> **Extract provided**
***

Abigail is the oldest of the quadruplets by just a minute or two, while McKayla is the youngest. Abigail was also the smallest at birth, weighing 3 pounds, while Emily was the biggest, at 4 pounds 1 ounce.
“At this point, I’m not able to tell them apart,” Bethani said. “We’re going to paint their toenails and assign them each a color.”
The girls already have their own distinct personalities. Abigail is feisty, vocal and will let you know if she’s upset. Emily is very active. Grace “likes to give people looks,” her mom said, while McKayla is calm, but also very vocal.
After so many months squeezed tight together in mom’s belly, they still love each other’s company.
“They definitely miss each other when they’re apart from their sisters,” Bethani said.
“Right now, they’re all in one crib, which is nice. Before, they were in their incubators, they were all separate and they definitely had some separation anxiety.”
The Webbs had no idea just how much bigger their family would get when they learned Bethani was pregnant last fall, three months after their wedding. They were startled when an ultrasound technician counted four babies during a routine check in December. Tim almost fainted, while Bethani was convinced there had to be a mistake.

***

> **Given entries**
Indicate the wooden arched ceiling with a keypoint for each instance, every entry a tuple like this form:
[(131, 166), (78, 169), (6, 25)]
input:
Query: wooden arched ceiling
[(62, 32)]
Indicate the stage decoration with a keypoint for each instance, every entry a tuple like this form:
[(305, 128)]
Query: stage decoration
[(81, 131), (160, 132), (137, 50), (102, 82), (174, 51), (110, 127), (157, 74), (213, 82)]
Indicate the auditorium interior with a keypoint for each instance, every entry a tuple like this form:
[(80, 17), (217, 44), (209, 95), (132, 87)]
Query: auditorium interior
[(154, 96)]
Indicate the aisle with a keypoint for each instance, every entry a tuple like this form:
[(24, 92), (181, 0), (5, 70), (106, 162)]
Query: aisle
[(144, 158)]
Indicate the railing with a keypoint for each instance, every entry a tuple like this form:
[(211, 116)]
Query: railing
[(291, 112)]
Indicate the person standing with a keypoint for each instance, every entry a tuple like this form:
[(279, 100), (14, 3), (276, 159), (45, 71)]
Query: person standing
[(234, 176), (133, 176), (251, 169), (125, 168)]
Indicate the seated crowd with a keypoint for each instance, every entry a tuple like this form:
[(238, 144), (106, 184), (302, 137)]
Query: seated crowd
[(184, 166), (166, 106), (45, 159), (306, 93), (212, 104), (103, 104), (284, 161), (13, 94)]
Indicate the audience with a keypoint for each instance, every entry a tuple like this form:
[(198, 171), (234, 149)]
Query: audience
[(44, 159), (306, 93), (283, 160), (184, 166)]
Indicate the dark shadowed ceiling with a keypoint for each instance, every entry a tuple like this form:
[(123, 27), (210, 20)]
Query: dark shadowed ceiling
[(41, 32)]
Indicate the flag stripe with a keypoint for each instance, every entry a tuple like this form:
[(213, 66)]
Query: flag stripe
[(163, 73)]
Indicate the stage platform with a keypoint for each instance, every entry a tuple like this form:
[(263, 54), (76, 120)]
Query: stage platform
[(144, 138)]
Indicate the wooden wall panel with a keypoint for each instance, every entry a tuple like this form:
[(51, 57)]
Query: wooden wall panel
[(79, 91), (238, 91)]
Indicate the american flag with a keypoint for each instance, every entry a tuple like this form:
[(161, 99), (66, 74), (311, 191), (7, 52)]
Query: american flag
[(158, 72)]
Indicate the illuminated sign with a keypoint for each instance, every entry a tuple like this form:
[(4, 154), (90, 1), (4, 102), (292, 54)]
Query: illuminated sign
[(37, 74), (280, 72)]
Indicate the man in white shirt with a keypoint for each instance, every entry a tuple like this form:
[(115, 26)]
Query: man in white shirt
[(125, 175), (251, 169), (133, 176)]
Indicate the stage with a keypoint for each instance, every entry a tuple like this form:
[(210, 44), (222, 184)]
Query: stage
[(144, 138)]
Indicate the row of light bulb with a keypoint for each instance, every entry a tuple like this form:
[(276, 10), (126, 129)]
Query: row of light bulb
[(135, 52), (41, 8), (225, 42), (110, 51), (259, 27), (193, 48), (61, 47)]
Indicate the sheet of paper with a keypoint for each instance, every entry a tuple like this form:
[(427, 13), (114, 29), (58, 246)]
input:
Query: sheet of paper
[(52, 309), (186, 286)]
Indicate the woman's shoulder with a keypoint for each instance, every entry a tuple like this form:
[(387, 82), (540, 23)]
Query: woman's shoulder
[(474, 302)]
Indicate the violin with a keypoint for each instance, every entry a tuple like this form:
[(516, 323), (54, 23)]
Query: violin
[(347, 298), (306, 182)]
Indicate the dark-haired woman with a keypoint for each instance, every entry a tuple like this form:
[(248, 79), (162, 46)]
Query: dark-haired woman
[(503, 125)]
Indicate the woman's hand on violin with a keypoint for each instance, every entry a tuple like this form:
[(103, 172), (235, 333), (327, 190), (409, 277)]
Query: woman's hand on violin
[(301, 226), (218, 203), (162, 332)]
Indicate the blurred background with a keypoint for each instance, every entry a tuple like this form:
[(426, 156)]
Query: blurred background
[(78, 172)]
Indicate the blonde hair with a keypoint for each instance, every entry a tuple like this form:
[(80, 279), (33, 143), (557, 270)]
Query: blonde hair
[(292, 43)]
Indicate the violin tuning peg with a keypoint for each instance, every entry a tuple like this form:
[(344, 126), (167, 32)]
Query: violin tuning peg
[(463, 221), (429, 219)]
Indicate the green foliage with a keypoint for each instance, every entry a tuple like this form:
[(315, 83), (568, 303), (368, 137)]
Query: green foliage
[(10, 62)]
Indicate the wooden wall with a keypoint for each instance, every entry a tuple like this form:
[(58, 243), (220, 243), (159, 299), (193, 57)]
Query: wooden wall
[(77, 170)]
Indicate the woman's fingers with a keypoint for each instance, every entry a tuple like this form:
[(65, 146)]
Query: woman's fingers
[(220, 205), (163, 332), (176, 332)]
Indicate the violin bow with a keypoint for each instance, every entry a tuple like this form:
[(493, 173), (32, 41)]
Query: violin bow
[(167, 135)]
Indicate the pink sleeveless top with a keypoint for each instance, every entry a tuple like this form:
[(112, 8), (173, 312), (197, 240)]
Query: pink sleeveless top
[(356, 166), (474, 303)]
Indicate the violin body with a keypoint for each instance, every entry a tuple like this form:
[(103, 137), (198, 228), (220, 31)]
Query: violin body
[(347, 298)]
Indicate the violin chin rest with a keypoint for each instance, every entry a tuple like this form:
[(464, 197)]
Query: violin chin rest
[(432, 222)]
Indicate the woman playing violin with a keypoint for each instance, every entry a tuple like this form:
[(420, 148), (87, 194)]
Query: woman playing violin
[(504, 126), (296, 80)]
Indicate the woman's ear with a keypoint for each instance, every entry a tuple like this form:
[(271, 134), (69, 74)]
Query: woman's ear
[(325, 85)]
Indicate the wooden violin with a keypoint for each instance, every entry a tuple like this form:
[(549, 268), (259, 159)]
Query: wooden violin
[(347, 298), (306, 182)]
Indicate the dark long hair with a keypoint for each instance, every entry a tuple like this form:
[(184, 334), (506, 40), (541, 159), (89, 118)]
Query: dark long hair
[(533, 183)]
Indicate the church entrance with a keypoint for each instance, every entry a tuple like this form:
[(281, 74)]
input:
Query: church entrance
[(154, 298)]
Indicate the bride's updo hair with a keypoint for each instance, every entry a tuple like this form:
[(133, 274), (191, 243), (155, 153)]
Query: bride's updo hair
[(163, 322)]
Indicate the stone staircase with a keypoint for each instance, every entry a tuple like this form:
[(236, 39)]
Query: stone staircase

***

> **Work request A**
Translate this sentence from the passage about the Webb quadruplets into Spanish: "After so many months squeezed tight together in mom’s belly, they still love each other’s company."
> **Work request B**
Resume the passage about the Webb quadruplets after its final sentence and carry it forward.

> **Result A**
Después de tantos meses apretujadas en la barriga de su mamá, todavía les encanta estar en compañía unas de otras.

> **Result B**
The chance of having quadruplets without fertility drugs is one in 729,000, Dr. James Bofill, a professor of maternal-fetal medicine at the University of Mississippi, told TODAY when he treated a Mississippi woman who gave birth to quadruplets in 2014.
But the odds of having identical quadruplets are about one in 15 million pregnancies, according to RaisingMultiples.org.
The Webbs, who are first-time parents, have no history of multiples in their families.
“It’s a little overwhelming knowing that I’m taking care of four little babies,” Bethani said. “But it’ll be good. Once they get home and I get into a routine, I’m sure it won’t be too bad.”
The family has received lots of donations, including car seats, diapers, blankets and clothes, while a community fundraiser helped them to buy a minivan.
To help the couple with finances, friends have also started a GoFundMe page.